#### Data provided ####

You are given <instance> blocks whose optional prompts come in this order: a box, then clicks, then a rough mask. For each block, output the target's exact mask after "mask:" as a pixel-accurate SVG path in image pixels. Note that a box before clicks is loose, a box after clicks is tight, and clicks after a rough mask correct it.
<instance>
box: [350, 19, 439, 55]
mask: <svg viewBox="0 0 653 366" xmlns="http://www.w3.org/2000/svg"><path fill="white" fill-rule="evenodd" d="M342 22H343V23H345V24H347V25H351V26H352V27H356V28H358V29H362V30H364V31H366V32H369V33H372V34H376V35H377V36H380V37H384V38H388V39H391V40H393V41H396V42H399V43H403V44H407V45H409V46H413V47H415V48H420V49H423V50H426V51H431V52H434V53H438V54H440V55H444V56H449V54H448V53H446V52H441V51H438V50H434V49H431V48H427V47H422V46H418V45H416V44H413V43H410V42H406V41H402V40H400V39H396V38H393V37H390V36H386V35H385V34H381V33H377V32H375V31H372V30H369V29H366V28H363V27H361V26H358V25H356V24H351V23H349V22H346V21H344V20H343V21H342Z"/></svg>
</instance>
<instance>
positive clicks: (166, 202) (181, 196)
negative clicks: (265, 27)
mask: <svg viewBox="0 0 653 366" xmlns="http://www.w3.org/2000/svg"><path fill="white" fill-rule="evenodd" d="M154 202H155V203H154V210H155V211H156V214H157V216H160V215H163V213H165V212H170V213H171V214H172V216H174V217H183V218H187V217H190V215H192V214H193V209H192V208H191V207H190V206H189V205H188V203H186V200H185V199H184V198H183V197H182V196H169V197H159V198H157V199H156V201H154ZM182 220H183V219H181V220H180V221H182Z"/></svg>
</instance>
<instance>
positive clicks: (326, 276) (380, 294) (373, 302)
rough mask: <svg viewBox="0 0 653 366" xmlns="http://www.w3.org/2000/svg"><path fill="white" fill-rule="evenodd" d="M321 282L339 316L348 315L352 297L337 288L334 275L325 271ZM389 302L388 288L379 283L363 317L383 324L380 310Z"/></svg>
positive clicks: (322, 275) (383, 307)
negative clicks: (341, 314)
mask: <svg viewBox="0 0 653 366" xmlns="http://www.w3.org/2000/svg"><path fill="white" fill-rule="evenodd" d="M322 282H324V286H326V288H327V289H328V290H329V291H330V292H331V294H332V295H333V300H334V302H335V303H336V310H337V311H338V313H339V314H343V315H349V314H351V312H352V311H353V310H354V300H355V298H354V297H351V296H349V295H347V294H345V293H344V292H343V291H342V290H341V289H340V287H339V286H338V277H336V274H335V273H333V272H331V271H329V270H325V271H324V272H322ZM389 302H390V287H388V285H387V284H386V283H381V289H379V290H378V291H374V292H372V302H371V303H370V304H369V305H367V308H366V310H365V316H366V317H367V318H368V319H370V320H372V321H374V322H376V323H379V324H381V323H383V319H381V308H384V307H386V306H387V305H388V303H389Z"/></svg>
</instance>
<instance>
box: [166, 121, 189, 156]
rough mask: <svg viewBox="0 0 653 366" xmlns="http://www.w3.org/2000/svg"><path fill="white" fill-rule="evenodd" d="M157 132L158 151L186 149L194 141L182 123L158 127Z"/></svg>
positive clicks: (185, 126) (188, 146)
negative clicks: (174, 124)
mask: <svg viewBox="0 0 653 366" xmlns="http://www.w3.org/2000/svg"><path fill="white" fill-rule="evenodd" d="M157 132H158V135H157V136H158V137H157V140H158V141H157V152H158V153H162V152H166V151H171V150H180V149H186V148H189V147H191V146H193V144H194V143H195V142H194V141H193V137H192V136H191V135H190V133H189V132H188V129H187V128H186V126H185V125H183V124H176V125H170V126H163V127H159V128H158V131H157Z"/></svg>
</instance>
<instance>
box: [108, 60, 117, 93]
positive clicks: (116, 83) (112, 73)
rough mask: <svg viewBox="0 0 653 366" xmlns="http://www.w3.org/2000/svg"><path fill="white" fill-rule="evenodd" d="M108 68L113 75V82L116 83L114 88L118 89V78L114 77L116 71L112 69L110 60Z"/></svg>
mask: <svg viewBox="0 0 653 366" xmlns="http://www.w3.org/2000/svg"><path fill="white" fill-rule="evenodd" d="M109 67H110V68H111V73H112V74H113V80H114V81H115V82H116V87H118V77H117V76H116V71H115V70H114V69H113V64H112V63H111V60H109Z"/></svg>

####

Your task>
Copy out all of the material above verbatim, keeping every line unchanged.

Reply to the exercise>
You are given <instance> blocks whose optional prompts come in this order: a box, then clicks, then a rough mask. For each block, output the target's exact mask after "mask:" as a pixel-accurate SVG path in image pixels. Note that a box before clicks is loose, a box after clicks is tight, and clicks after a rough mask correct it.
<instance>
box: [350, 19, 439, 55]
mask: <svg viewBox="0 0 653 366" xmlns="http://www.w3.org/2000/svg"><path fill="white" fill-rule="evenodd" d="M342 22H343V23H345V24H347V25H351V26H352V27H356V28H358V29H362V30H364V31H366V32H369V33H372V34H376V35H377V36H380V37H384V38H388V39H391V40H393V41H396V42H399V43H403V44H407V45H409V46H413V47H415V48H420V49H423V50H426V51H431V52H434V53H438V54H440V55H444V56H449V54H448V53H446V52H441V51H438V50H434V49H431V48H427V47H422V46H418V45H416V44H413V43H410V42H406V41H402V40H400V39H396V38H393V37H390V36H386V35H385V34H381V33H377V32H375V31H372V30H369V29H366V28H363V27H361V26H358V25H356V24H351V23H349V22H346V21H344V20H343V21H342Z"/></svg>
</instance>
<instance>
positive clicks: (166, 202) (181, 196)
negative clicks: (265, 27)
mask: <svg viewBox="0 0 653 366" xmlns="http://www.w3.org/2000/svg"><path fill="white" fill-rule="evenodd" d="M154 202H155V203H154V210H155V211H156V214H157V216H160V215H163V213H165V212H170V213H171V214H172V216H174V217H183V218H187V217H190V215H192V214H193V209H192V208H191V207H190V206H189V205H188V203H186V200H185V199H184V198H183V197H182V196H169V197H159V198H157V199H156V201H154ZM182 220H183V219H181V220H180V221H182Z"/></svg>
</instance>
<instance>
positive clicks: (326, 276) (380, 294) (373, 302)
rough mask: <svg viewBox="0 0 653 366" xmlns="http://www.w3.org/2000/svg"><path fill="white" fill-rule="evenodd" d="M321 282L339 316L348 315L352 297L337 288L334 275L325 271ZM389 302L388 288L379 283L363 317L383 324L380 310Z"/></svg>
positive clicks: (322, 275) (383, 307)
negative clicks: (341, 314)
mask: <svg viewBox="0 0 653 366" xmlns="http://www.w3.org/2000/svg"><path fill="white" fill-rule="evenodd" d="M322 282H324V286H326V288H327V289H328V290H329V291H330V292H331V294H332V295H333V300H334V302H335V303H336V310H337V311H338V313H339V314H343V315H349V314H351V312H352V311H353V310H354V300H355V298H354V297H351V296H349V295H347V294H345V293H344V292H343V291H342V290H341V289H340V287H339V286H338V277H336V274H335V273H333V272H331V271H329V270H325V271H324V272H322ZM389 302H390V287H388V285H387V284H386V283H381V289H379V290H378V291H374V292H372V302H371V303H370V304H369V305H367V308H366V310H365V316H366V317H367V318H368V319H370V320H372V321H374V322H376V323H379V324H381V323H383V319H381V308H384V307H386V306H387V305H388V303H389Z"/></svg>
</instance>
<instance>
box: [166, 121, 189, 156]
rough mask: <svg viewBox="0 0 653 366" xmlns="http://www.w3.org/2000/svg"><path fill="white" fill-rule="evenodd" d="M157 132L158 151L186 149L194 141L182 123L158 127Z"/></svg>
positive clicks: (185, 126) (188, 146)
negative clicks: (174, 124)
mask: <svg viewBox="0 0 653 366" xmlns="http://www.w3.org/2000/svg"><path fill="white" fill-rule="evenodd" d="M157 132H158V135H157V136H158V137H157V140H158V141H157V152H158V153H162V152H166V151H171V150H180V149H186V148H189V147H191V146H193V144H194V143H195V142H194V141H193V137H192V136H191V135H190V133H189V132H188V129H187V128H186V126H185V125H183V124H176V125H170V126H163V127H159V128H158V131H157Z"/></svg>
</instance>
<instance>
box: [108, 60, 117, 93]
positive clicks: (116, 83) (112, 73)
rough mask: <svg viewBox="0 0 653 366" xmlns="http://www.w3.org/2000/svg"><path fill="white" fill-rule="evenodd" d="M108 68L113 75V82L116 83L114 88L118 89V78L114 77L116 71L112 69L110 60Z"/></svg>
mask: <svg viewBox="0 0 653 366" xmlns="http://www.w3.org/2000/svg"><path fill="white" fill-rule="evenodd" d="M109 67H110V68H111V73H112V74H113V80H114V81H115V82H116V87H118V77H117V76H116V71H115V70H114V69H113V64H112V63H111V60H109Z"/></svg>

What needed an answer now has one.